Text section:
########################################
Spanish publishing house Acantilado has been the first international publisher to acquire translation rights of the new novel by one of the most acclaimed and successful contemporary Hungarian writers, György Spiró.
The deal was made on behalf of Magveto Publishing House (Hungary).
“It’s not a bad idea for a man to get admitted to hospital a couple of days before a revolution breaks out, stay in until it’s been quashed and recuperate quietly at home during the ensuing purge.” These are the opening lines of György Spiró’s latest novel, Spring Collection, that presents the reader with a shocking picture of the 56 Hungarian Revolution.
The main protagonist is an engineer by the name of Gyula Fátray who, like so many other qualified professionals at that time, is trying to get along first as a simple worker before the Second World War, and after it as a communist party member, an idealist, and leader of planning in a newly founded factory. Just days before mass protests begin in October, he is admitted to hospital for for surgery. He returns home after the fighting to be faced by a Soviet-occupied Budapest.
########################################
(Items from a data source)

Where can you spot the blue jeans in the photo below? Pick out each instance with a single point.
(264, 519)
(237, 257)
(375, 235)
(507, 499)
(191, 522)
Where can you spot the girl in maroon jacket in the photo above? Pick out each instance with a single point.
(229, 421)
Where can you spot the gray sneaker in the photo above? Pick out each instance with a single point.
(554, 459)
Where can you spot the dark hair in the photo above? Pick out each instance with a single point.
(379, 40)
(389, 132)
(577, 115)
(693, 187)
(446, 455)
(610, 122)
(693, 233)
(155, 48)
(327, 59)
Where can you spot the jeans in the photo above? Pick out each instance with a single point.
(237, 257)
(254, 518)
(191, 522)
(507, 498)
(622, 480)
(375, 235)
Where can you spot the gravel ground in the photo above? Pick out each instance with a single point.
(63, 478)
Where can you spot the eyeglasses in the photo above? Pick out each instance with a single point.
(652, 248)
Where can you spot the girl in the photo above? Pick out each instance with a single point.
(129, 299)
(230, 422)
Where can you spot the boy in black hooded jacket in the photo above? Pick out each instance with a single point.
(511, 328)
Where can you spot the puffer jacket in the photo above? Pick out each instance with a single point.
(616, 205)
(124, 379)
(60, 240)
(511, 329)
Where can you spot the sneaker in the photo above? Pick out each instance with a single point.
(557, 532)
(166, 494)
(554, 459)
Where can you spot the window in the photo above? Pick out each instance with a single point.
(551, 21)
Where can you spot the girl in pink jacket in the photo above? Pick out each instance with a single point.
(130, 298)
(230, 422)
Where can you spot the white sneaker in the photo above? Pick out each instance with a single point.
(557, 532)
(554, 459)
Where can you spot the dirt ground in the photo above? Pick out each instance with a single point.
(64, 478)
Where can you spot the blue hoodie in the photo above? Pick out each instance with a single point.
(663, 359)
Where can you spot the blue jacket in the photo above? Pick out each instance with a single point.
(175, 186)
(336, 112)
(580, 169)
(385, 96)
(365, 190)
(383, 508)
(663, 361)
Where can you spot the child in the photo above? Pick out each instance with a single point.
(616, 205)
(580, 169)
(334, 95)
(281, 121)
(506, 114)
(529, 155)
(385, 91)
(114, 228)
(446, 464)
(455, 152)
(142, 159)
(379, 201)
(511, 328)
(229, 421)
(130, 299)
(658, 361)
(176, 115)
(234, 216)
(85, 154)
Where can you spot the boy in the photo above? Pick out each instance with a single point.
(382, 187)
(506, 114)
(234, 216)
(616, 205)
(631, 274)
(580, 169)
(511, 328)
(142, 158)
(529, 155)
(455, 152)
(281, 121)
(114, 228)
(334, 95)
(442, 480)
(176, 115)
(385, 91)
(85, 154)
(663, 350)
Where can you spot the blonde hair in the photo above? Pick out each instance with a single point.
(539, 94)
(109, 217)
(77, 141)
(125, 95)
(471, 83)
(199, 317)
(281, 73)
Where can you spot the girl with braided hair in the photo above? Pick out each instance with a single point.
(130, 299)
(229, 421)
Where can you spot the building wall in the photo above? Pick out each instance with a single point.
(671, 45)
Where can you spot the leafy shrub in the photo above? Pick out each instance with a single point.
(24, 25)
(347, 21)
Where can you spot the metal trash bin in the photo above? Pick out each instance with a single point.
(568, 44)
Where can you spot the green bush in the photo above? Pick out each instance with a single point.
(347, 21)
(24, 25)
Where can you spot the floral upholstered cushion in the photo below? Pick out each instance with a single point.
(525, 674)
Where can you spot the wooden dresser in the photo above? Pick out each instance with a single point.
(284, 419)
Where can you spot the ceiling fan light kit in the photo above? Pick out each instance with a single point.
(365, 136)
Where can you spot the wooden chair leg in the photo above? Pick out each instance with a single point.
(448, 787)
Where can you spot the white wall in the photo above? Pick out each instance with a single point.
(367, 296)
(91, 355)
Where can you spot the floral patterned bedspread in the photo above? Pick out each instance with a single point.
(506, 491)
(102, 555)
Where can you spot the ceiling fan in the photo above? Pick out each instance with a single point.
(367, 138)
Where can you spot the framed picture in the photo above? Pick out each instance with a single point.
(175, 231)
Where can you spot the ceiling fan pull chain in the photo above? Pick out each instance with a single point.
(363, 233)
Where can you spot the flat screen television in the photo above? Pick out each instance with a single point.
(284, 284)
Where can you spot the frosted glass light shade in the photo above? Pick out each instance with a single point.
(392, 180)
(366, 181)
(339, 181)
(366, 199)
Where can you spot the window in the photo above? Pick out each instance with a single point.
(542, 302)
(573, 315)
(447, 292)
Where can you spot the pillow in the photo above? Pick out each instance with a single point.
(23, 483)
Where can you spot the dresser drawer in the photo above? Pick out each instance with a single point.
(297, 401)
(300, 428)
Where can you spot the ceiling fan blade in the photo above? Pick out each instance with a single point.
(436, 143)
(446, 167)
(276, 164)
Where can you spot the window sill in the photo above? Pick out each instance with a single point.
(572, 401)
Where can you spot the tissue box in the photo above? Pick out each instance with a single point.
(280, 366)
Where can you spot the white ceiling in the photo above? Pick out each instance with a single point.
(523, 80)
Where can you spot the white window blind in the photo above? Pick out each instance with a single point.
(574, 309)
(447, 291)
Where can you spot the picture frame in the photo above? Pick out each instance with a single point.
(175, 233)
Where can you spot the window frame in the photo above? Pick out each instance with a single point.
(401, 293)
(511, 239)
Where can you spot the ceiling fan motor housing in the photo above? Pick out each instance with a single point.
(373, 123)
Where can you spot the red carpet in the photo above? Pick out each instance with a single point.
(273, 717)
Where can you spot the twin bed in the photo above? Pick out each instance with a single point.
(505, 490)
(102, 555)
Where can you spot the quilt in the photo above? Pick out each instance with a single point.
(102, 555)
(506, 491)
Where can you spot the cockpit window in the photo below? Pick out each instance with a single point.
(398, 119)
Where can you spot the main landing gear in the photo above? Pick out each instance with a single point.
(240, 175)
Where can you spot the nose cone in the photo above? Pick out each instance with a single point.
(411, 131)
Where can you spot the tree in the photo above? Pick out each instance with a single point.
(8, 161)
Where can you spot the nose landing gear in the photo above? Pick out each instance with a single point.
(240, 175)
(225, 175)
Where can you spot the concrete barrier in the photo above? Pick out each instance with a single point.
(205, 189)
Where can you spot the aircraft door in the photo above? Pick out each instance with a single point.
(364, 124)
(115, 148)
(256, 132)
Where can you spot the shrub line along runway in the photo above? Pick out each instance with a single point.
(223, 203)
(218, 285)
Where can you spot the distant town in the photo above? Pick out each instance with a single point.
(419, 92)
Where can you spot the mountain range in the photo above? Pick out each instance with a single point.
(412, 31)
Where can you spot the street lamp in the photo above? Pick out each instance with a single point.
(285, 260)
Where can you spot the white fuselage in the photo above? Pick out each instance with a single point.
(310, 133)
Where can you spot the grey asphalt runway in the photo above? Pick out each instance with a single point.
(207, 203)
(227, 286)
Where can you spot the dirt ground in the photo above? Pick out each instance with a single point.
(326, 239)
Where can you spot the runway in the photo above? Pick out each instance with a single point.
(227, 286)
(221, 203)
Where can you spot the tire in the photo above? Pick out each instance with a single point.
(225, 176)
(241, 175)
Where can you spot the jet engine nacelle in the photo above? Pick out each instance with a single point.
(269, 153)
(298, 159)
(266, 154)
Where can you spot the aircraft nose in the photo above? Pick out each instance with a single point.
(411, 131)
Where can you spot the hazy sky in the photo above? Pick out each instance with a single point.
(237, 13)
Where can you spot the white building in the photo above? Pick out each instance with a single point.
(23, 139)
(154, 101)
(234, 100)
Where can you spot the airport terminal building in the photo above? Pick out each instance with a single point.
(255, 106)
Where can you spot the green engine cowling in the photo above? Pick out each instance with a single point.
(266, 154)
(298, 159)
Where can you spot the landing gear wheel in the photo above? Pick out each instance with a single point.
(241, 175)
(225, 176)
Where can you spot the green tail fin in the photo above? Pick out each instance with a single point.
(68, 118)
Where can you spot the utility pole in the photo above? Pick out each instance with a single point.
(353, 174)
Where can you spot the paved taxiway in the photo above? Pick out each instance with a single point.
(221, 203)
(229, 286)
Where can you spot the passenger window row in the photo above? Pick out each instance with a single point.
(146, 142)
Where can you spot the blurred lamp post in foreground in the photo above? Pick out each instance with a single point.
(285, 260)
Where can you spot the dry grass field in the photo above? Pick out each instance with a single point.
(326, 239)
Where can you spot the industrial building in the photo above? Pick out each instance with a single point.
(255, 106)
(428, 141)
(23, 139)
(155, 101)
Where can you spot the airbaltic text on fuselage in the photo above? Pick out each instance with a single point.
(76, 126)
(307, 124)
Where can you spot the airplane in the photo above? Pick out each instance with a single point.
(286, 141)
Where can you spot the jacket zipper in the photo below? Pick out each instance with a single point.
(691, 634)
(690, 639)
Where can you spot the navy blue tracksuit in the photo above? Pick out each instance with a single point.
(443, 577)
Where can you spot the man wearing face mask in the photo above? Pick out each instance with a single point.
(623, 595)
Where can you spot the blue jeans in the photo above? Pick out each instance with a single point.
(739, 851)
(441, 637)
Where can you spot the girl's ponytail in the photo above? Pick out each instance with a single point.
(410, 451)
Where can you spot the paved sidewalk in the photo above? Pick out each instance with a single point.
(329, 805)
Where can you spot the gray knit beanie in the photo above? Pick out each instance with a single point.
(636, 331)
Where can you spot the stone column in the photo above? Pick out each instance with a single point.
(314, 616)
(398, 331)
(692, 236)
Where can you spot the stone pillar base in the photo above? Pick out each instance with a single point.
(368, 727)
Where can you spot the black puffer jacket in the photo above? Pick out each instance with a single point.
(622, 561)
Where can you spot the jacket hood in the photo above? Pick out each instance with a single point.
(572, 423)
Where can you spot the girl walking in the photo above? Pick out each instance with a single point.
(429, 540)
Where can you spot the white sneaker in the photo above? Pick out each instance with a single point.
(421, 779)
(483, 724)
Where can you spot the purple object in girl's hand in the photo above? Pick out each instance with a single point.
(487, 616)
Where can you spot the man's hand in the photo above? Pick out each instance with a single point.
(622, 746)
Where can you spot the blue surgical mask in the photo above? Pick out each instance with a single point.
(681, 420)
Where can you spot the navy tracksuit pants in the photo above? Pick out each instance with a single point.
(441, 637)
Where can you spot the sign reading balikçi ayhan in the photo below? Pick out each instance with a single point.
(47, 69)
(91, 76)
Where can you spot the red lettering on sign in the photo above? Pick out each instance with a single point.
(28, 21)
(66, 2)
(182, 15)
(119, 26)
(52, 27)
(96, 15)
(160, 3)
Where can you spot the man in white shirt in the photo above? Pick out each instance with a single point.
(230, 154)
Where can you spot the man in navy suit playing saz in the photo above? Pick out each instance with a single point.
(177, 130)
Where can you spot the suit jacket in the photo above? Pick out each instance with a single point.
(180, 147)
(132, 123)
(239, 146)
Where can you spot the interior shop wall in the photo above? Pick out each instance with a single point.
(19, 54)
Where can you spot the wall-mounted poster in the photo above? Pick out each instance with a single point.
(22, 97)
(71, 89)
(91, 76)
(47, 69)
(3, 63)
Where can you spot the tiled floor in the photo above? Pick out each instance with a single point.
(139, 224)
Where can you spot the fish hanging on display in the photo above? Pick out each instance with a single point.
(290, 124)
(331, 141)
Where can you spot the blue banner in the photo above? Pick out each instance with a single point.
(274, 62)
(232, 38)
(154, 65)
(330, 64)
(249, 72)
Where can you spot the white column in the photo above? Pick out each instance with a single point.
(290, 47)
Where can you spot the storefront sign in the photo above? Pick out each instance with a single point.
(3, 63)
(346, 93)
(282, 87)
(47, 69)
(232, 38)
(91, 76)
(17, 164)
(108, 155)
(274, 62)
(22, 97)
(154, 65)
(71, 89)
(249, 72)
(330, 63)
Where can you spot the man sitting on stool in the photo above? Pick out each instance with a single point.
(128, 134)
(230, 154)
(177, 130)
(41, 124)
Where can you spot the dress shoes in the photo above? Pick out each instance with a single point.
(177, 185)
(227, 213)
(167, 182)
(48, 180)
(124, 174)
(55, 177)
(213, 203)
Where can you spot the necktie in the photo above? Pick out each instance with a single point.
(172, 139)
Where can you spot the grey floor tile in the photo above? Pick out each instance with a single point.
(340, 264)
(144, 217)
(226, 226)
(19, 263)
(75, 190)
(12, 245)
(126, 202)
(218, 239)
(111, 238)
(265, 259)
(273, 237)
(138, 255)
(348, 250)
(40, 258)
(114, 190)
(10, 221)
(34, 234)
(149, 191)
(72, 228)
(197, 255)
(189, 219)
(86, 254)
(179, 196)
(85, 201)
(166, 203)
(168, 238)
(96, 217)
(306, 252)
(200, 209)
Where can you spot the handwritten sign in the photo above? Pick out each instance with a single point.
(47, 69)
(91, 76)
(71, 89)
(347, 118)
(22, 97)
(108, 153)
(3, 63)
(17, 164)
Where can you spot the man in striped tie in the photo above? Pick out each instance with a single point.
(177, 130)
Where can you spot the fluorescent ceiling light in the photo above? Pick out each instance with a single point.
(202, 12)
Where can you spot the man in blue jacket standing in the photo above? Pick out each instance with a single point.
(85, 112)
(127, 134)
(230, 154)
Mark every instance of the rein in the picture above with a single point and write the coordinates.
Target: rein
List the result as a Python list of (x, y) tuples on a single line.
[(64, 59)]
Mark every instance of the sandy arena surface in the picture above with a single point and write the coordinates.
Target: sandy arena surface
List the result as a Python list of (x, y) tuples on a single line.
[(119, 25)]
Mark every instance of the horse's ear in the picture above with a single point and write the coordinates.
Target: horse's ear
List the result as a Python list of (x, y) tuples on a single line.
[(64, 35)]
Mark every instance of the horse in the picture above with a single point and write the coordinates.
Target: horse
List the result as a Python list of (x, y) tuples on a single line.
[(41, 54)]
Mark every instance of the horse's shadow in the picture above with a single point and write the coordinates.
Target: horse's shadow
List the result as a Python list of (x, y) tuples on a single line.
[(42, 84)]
########################################
Exercise instructions:
a – In the article about György Spiró's novel, rewrite the paragraph beginning "The main protagonist is an engineer" as a short bulleted list that keeps its main facts.
b – Carry on the article about György Spiró's novel from its last sentence.

Solved tasks:
a –
- The protagonist is Gyula Fátray, an engineer.
- Like many qualified professionals of his time, he first gets by as a simple worker before the Second World War.
- After the war he is a communist party member, an idealist, and head of planning at a newly founded factory.
- Days before the mass protests begin in October, he goes into hospital for surgery.
- He comes home after the fighting to a Soviet-occupied Budapest.

b –
This novel commemorates the unbearably absurd machinations of the dictatorial regime in which not even those innocent could feel safe. When Gyula’s name appears in a newspaper article alongside some conspirators against the state, he finds himself ostracised by his best friends and closest colleagues virtually overnight. It no longer seems to matter that he was in hospital for the duration of the revolution and that the charges are false. Just as in Kafka’s Trial, history marches mercilessly towards an excruciating outcome.
Gyula’s situation is made all the more difficult by the fact that his wife, Kati, a tough communist, seems not to understand a thing because she is so wrapped up in herself and her role in organising an art installation known as the Spring Collection. The novel recalls the purges that came after 56 with touching authenticity.